▸ Excerpt provided:
== Segment start ==
Old ArchiveThe Artist Studio

Toward a New Aesthetic of the Body

Stretching Figure with Vertebral Scoliosis

Commentary by Laura Ferguson, Artist working in New York City

Can a deformed body be beautiful? Yes, through an artist’s eyes – and I believe art can help medicine to broaden its vision, and embrace a new aesthetic of the body.

I’m an artist and for the past twenty years I’ve been using my own body, inside and out, as the subject of my work. My anatomy is an unusual one because of scoliosis, a curvature of the spine, and I found intriguing visual possibilities in the image of a body that was beautiful yet flawed. My drawings are quite intimate and personal, and at the same time strongly based on science, on an understanding of anatomy and physiology, and specifically on medical images of my own skeleton that were made for this purpose.
== Segment end ==
Resume the artist's commentary on scoliosis and the beauty of the body, starting right after its last sentence.

(Stored data entries)
== Segment start ==
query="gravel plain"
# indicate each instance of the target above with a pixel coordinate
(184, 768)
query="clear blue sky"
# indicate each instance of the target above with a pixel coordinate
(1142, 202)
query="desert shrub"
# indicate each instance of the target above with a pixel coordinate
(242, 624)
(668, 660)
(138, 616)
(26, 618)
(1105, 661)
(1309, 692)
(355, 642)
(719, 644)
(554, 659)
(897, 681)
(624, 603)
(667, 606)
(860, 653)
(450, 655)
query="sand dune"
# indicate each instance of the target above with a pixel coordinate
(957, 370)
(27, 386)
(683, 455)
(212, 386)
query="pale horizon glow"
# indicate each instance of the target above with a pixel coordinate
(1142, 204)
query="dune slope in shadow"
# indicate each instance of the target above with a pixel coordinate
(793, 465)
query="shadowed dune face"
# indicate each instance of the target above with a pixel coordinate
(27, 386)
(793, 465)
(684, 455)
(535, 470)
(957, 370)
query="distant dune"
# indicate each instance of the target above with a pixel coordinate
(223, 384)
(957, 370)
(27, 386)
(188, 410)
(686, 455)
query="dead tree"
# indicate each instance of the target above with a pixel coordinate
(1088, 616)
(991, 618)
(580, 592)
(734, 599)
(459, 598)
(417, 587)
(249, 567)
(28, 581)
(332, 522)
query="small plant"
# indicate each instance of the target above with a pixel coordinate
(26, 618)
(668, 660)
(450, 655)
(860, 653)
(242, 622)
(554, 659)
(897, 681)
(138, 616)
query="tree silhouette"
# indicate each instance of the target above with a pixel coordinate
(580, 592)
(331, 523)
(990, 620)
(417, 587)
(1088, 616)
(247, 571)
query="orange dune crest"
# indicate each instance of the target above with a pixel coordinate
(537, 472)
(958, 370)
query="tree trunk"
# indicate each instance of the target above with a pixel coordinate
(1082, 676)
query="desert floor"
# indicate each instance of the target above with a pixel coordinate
== Segment end ==
▸ Reply to the exercise:
To help me deal with pain and physical frailty, I turned to movement practices like yoga, Alexander Technique, and neuromuscular training. I learned how to compensate for muscle and joint imbalances and make subtle postural adjustments. I came to know and feel my body from the inside out, becoming more sensitive to its proprioceptive, inner body sensors and signals. I felt more symmetrical, whole, centered, and three-dimensional in my physical being – and better able to convey that sense of myself through the images I made.

I came to understand scoliosis as having a complex rotational dynamic, arising out of a growth process, albeit one that has gone awry. That allowed me to visualize my curving spine as a manifestation of flowing energy: in my drawings it’s a graceful and sinuous shape that helps me to endow a still figure with movement.

The most powerful response to my work has come from people who have unusual anatomies themselves, and have never before seen such bodies portrayed as beautiful. I’ll let a few of these viewers speak in their own moving and eloquent words:

I have to tell you how deeply exciting and beautiful I find your work. My right arm and leg were amputated two years ago, and I’m just now developing a friendly relationship with my body. You have helped me feel beautiful.

Your pictures have helped me to become more accepting of my body… Your drawings reflect a very whole person, not just a body. The figure is lovely, expressive, open and explorative…. This has had a greater impact than my friends trying to convince me that I can be crooked and desireable both! Well, your work proves that.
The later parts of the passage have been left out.